┌──
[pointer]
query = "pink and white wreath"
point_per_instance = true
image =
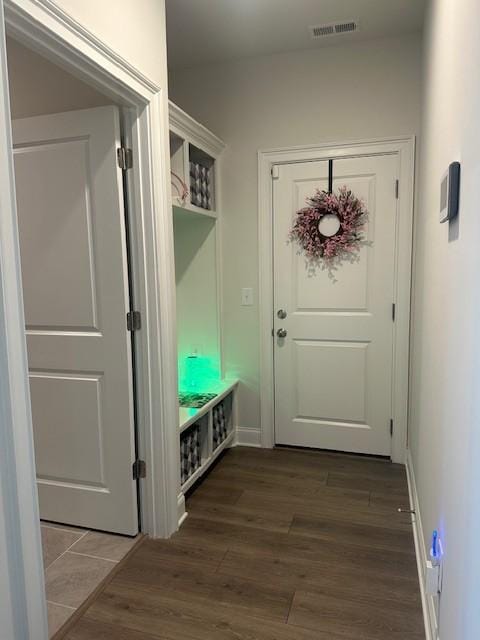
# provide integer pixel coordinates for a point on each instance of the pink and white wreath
(346, 241)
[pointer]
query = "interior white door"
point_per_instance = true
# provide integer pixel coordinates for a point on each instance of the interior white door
(333, 370)
(75, 285)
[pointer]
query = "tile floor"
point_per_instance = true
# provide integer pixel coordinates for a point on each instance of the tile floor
(76, 561)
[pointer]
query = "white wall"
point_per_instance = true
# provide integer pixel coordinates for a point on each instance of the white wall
(365, 90)
(445, 398)
(37, 86)
(195, 269)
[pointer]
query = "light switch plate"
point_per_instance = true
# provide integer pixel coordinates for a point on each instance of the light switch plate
(247, 297)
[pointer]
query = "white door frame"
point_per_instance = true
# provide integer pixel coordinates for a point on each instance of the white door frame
(405, 149)
(44, 27)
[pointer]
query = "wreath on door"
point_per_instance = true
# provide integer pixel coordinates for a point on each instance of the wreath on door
(330, 227)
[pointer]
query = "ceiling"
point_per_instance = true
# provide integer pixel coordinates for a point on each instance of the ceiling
(211, 31)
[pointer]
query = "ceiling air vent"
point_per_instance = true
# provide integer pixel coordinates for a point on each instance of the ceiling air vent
(333, 29)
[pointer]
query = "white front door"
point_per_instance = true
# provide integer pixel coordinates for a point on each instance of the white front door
(75, 285)
(333, 370)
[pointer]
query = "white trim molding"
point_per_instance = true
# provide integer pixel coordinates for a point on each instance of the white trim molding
(23, 613)
(405, 149)
(428, 601)
(186, 127)
(248, 437)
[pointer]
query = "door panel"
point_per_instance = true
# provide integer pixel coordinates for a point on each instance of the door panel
(75, 282)
(333, 371)
(60, 232)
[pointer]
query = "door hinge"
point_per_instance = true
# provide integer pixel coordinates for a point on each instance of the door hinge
(124, 158)
(139, 469)
(134, 320)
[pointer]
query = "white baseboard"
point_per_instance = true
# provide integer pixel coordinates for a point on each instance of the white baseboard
(248, 437)
(428, 601)
(182, 514)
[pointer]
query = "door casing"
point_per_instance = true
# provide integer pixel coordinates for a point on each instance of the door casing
(405, 148)
(47, 29)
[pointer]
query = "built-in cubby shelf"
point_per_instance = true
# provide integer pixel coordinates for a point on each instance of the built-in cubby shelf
(204, 432)
(215, 423)
(194, 152)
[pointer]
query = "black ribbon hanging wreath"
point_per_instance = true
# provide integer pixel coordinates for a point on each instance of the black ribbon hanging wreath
(350, 214)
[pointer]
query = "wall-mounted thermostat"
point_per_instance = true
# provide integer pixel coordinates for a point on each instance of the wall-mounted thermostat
(449, 192)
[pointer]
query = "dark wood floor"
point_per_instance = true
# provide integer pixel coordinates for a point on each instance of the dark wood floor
(278, 545)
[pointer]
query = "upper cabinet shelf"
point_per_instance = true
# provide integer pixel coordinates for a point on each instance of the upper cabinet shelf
(194, 153)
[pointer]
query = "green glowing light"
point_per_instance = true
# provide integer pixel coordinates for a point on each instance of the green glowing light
(198, 373)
└──
▸ **What you have to do**:
Write the lines above out again exactly, excluding every picture.

▸ **Response to the exercise**:
[pointer]
query = "pink and white wreath"
point_per_instance = true
image =
# provide integer pixel coordinates for a point on each instance of the pink and white wreath
(346, 241)
[pointer]
query = "interior white door"
point_per_instance = true
# provide integer pixel coordinates for a point on each instance of the interior white door
(333, 370)
(75, 285)
[pointer]
query = "tile floor"
point_per_instance = true
# provide integer pixel coordinates for a point on each instance of the tile floor
(76, 561)
[pointer]
query = "white wall"
point_per_instance = true
# provide integer pixel coordinates for a point on each instance of the white wall
(365, 90)
(445, 398)
(37, 86)
(195, 269)
[pointer]
query = "light switch plate"
point_per_instance = true
# provide integer pixel coordinates for a point on each instance of the light switch plate
(247, 297)
[pointer]
query = "white door frame"
point_per_instance = true
# provide integer pixel coordinates for a point on each instance of the white door frame
(405, 149)
(44, 27)
[pointer]
query = "wreath on door"
point_per_instance = true
# provide integer pixel coordinates for a point on each instance of the wreath on door
(330, 227)
[pointer]
query = "ceiling"
point_per_instance = true
# provide integer pixel coordinates for a point on each instance of the ceiling
(211, 31)
[pointer]
query = "ceiling air vent"
point_per_instance = true
# provide integer pixel coordinates for a point on each instance of the ceiling air vent
(333, 29)
[pointer]
query = "white front door"
point_per_instance = true
# provide integer pixel coordinates for a point on each instance of the white front door
(75, 285)
(333, 370)
[pointer]
query = "white trim molding"
point_per_instance = true
# provide integer pixel coordinates for a point on each instance of the white trim molding
(23, 613)
(405, 149)
(428, 601)
(186, 127)
(248, 437)
[pointer]
query = "door panel"
point_per_instance = true
# provide integer pixel coordinates for a point on each instance of the door panel
(75, 282)
(333, 371)
(60, 232)
[pointer]
query = "door hinge"
point_per_instance = true
# provide integer pixel coordinates for a point on each instance of the door hinge
(124, 158)
(139, 469)
(134, 320)
[pointer]
query = "white baseboard"
point_per_instance = true
# provide integer pixel coordinates for a point on each instance of the white baseboard
(248, 437)
(428, 601)
(182, 514)
[pointer]
query = "door casing"
point_per_instance = true
# provide integer pixel coordinates for a point on each instance of the door casing
(405, 148)
(47, 29)
[pointer]
query = "built-in cubby shelf"
point_per_instance = true
# provide integer pixel coordinates for a point on each instance of the built-in cubby shelf
(204, 432)
(215, 423)
(194, 152)
[pointer]
query = "black ribbon hanging wreath"
point_per_instance = true
# provide integer pixel coordinates for a point on each instance of the black ribbon hanging wreath
(350, 214)
[pointer]
query = "wall-mounted thermostat"
point_per_instance = true
# provide integer pixel coordinates for a point on each instance of the wall-mounted thermostat
(449, 192)
[pointer]
query = "dark wood floor"
point_per_instance = true
# provide integer pixel coordinates for a point on each instance of the dark wood floor
(278, 545)
[pointer]
query = "upper cabinet shelf"
point_per_instance = true
# provide integer pixel coordinates for a point on each instance of the upper cabinet shelf
(194, 153)
[pointer]
query = "green glowing light"
point_per_instance = true
# provide integer pixel coordinates for a point on each instance of the green glowing light
(198, 373)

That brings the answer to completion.